[Written instruction]: In the data below, take the lines between the one holding "Practice. Find the battery" and the one holding "Target: man's shoulder", inclusive, and write them out again with "Practice" swapped for "Exercise" and nothing else altered.
┌──
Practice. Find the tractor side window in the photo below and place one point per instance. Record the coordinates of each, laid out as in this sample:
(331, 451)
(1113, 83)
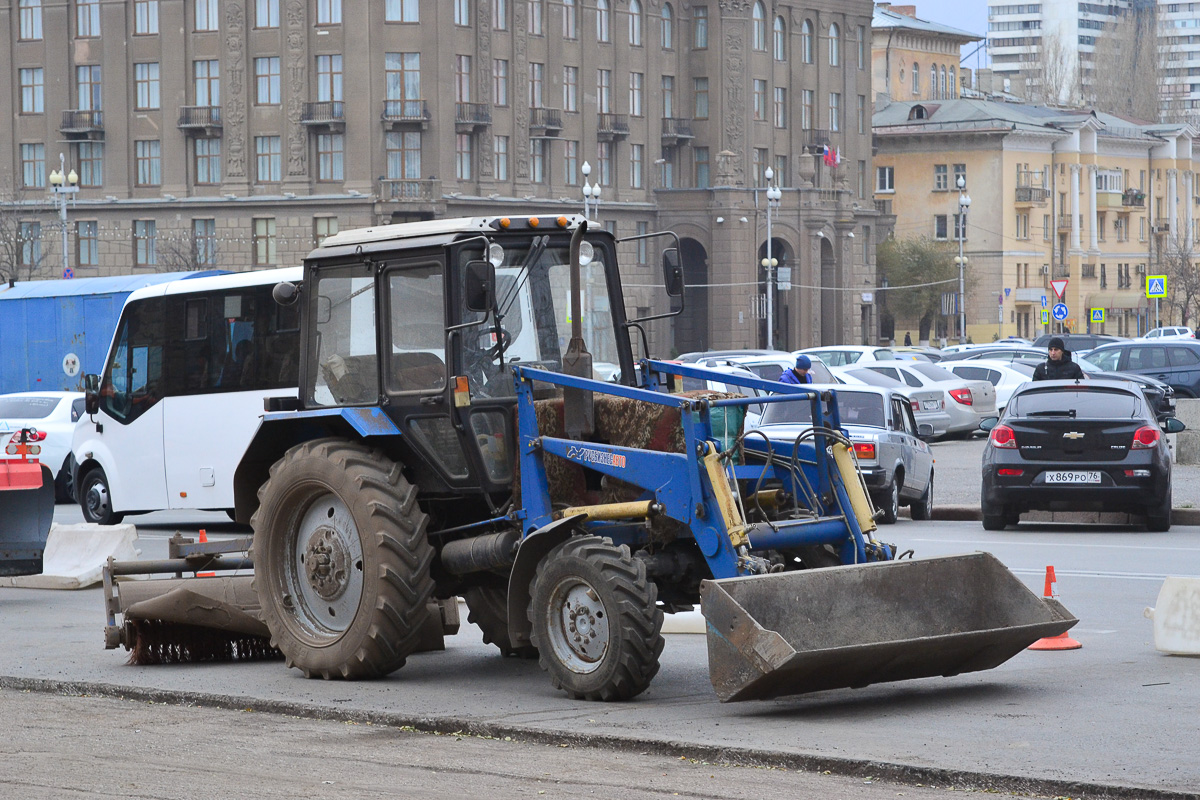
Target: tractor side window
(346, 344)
└──
┌──
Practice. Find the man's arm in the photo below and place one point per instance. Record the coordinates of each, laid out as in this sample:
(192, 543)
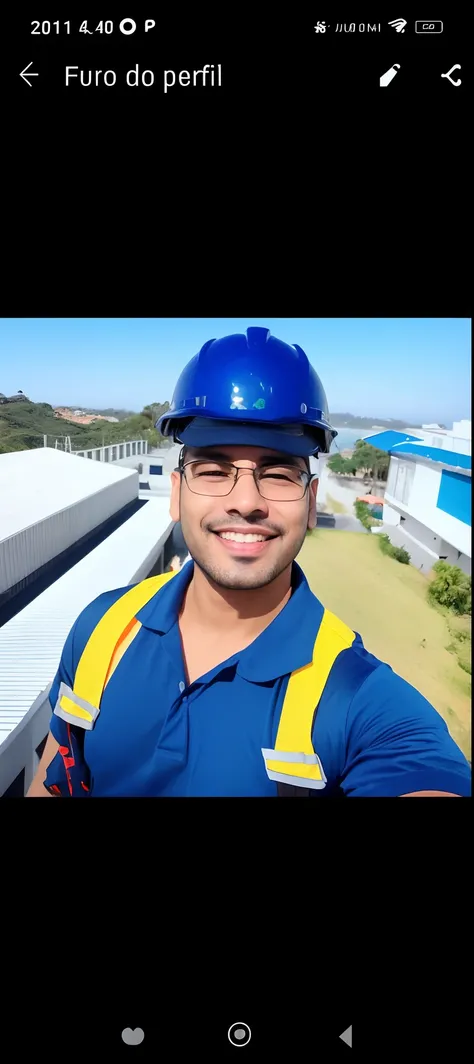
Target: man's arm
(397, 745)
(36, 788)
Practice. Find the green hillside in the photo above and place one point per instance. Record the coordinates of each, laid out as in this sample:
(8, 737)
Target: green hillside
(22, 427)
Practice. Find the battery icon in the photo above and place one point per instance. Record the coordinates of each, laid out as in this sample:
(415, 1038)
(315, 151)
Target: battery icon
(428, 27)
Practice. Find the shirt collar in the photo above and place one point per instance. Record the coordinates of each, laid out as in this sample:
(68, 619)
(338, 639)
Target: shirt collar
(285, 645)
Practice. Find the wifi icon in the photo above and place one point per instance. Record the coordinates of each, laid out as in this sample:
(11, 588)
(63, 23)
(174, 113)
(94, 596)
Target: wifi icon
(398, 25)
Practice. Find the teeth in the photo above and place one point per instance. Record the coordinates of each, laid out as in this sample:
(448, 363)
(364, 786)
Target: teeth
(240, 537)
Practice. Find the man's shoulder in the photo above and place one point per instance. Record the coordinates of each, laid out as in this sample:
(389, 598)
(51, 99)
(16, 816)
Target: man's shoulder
└──
[Result of this exercise]:
Exercise. Find the battery icon in the photo above and place one point per instance. Record the coordinates of each, laid out as in this sample:
(415, 1038)
(315, 151)
Target: battery icon
(428, 27)
Exercise. Find the shirt collar in the photo above and place one point per instance. Record the coordinates of each, laid out as in this sample:
(68, 619)
(338, 639)
Target: shirt collar
(285, 645)
Exercise. Find the wifi icon in the photo above and place one point per instance. Record the coordinates of each, laid out as in this sample:
(11, 588)
(63, 23)
(174, 113)
(94, 596)
Target: wifi icon
(398, 25)
Exercise. Find the teeth in the photo above and place one point per instance. Record the coordinates of each, laid out as in this sample:
(448, 363)
(364, 786)
Target: teeth
(240, 537)
Exercise. Find the man's shoulder in the photo above and place one point per instance. Record the coordinates of each, laid out as in this sample:
(389, 598)
(51, 99)
(16, 816)
Target: man's shoulder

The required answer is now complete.